--- BEGIN ---

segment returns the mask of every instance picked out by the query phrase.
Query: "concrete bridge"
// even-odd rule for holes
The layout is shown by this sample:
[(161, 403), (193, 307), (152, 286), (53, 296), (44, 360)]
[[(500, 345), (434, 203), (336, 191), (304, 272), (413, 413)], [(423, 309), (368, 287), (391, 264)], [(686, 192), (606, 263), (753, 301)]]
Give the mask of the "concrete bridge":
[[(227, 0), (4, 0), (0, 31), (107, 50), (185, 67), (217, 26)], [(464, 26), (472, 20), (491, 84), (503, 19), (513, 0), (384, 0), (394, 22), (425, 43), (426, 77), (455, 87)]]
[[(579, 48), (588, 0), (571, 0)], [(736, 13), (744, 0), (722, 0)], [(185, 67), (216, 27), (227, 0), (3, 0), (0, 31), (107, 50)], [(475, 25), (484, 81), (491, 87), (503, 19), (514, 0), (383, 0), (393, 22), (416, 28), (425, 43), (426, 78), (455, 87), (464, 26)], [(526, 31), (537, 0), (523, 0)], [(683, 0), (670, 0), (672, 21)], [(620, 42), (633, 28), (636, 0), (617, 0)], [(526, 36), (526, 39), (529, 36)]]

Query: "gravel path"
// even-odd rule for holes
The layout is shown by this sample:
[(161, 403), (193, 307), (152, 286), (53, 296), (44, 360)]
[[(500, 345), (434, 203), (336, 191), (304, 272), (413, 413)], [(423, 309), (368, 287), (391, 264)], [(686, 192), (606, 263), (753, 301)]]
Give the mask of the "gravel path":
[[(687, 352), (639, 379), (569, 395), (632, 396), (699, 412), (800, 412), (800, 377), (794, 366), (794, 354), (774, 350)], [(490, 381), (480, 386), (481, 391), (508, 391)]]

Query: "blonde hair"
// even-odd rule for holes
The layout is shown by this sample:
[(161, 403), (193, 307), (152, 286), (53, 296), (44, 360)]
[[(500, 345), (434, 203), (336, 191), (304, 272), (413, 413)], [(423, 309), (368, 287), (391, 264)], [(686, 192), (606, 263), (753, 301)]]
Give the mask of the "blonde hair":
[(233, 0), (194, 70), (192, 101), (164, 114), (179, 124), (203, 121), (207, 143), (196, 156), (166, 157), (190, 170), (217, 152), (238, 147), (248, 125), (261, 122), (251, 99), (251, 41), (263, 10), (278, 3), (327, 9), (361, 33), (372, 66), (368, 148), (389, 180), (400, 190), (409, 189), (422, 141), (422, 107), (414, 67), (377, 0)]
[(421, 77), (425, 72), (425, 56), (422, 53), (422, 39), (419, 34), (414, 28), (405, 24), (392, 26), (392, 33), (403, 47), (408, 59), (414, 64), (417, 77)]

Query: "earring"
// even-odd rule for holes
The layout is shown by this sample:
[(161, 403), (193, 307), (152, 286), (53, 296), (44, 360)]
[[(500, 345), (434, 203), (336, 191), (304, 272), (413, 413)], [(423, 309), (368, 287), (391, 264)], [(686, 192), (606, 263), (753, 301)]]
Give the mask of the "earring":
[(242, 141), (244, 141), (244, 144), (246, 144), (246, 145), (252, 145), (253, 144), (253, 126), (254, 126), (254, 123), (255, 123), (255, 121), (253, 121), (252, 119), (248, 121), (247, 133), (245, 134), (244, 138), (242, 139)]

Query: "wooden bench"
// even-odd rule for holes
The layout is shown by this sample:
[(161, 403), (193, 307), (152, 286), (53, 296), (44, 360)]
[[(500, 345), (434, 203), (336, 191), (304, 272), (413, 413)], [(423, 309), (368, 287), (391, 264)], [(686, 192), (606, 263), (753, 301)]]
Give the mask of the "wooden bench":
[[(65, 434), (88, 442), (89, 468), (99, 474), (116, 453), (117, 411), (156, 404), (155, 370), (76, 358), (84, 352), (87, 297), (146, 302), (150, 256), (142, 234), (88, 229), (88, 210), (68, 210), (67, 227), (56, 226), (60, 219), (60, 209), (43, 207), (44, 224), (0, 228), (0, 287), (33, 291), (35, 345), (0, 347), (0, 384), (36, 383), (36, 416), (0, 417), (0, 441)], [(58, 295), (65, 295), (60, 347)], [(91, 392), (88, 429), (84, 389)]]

--- END ---

### Required work
Copy out all of the records shown above exactly.

### Answer to this problem
segment returns the mask of every instance picked out by the query phrase.
Query: "concrete bridge"
// even-odd rule for holes
The layout is shown by this sample:
[(161, 403), (193, 307), (152, 286), (53, 296), (44, 360)]
[[(500, 345), (434, 203), (336, 191), (304, 272), (413, 413)], [(423, 309), (368, 287), (391, 264)], [(686, 192), (606, 263), (753, 301)]]
Give the mask of the "concrete bridge":
[[(227, 0), (4, 0), (0, 31), (107, 50), (185, 67), (217, 26)], [(464, 26), (472, 20), (491, 84), (503, 19), (513, 0), (384, 0), (394, 22), (425, 43), (426, 77), (455, 87)]]
[[(579, 48), (588, 0), (571, 0)], [(736, 13), (744, 0), (722, 0)], [(185, 67), (216, 27), (227, 0), (3, 0), (0, 31), (107, 50)], [(475, 25), (484, 81), (491, 87), (503, 19), (514, 0), (383, 0), (393, 22), (416, 28), (425, 43), (426, 78), (455, 87), (464, 26)], [(526, 31), (537, 0), (523, 0)], [(683, 0), (670, 0), (672, 21)], [(620, 42), (633, 28), (636, 0), (617, 0)], [(526, 36), (526, 39), (529, 36)]]

Query: "gravel path"
// even-odd rule for holes
The layout is shown by this sample:
[(161, 403), (193, 307), (152, 286), (53, 296), (44, 360)]
[[(500, 345), (434, 203), (336, 191), (304, 272), (413, 413)], [(423, 309), (368, 287), (391, 264)], [(686, 192), (606, 263), (753, 301)]]
Give the mask of the "gravel path":
[[(687, 352), (639, 379), (569, 395), (632, 396), (699, 412), (800, 412), (800, 377), (794, 366), (794, 354), (774, 350)], [(490, 381), (480, 386), (481, 391), (508, 391)]]

Query: "blonde hair"
// even-odd rule for holes
The layout is shown by this sample:
[(161, 403), (193, 307), (152, 286), (53, 296), (44, 360)]
[[(500, 345), (434, 203), (336, 191), (304, 272), (413, 413)], [(423, 309), (368, 287), (391, 264)], [(686, 192), (606, 263), (753, 301)]]
Give the mask of the "blonde hair":
[(233, 0), (194, 70), (192, 101), (164, 114), (179, 124), (203, 121), (207, 143), (196, 156), (166, 157), (190, 170), (217, 152), (238, 147), (248, 125), (261, 122), (251, 99), (251, 41), (263, 10), (278, 3), (327, 9), (361, 33), (372, 66), (368, 148), (389, 180), (400, 190), (409, 189), (422, 141), (422, 107), (414, 67), (377, 0)]
[(421, 77), (425, 72), (425, 56), (422, 53), (422, 39), (419, 34), (414, 28), (405, 24), (392, 26), (392, 33), (403, 47), (408, 59), (414, 64), (417, 77)]

Query: "earring"
// even-odd rule for holes
The layout is shown by this sample:
[(161, 403), (193, 307), (152, 286), (53, 296), (44, 360)]
[[(500, 345), (434, 203), (336, 191), (304, 272), (413, 413)], [(423, 309), (368, 287), (391, 264)], [(686, 192), (606, 263), (753, 301)]]
Give the mask of the "earring":
[(242, 141), (244, 141), (244, 144), (246, 144), (246, 145), (252, 145), (253, 144), (253, 126), (254, 126), (254, 123), (255, 123), (255, 121), (253, 121), (252, 119), (248, 121), (247, 133), (245, 134), (244, 138), (242, 139)]

Query: "wooden bench"
// even-odd rule for holes
The layout is shown by this sample:
[(161, 403), (193, 307), (152, 286), (53, 296), (44, 360)]
[[(500, 345), (434, 203), (336, 191), (304, 272), (413, 413)], [(423, 309), (368, 287), (391, 264)], [(686, 192), (606, 263), (753, 301)]]
Give the mask of the "wooden bench":
[[(65, 434), (88, 442), (89, 468), (99, 474), (116, 453), (117, 411), (156, 404), (155, 370), (76, 358), (84, 352), (87, 297), (146, 302), (150, 256), (142, 234), (88, 229), (88, 210), (68, 210), (67, 227), (56, 226), (60, 219), (60, 209), (43, 207), (44, 224), (0, 228), (0, 287), (33, 291), (35, 345), (0, 347), (0, 384), (36, 383), (36, 416), (0, 417), (0, 441)], [(58, 295), (65, 295), (60, 347)], [(91, 392), (88, 429), (84, 389)]]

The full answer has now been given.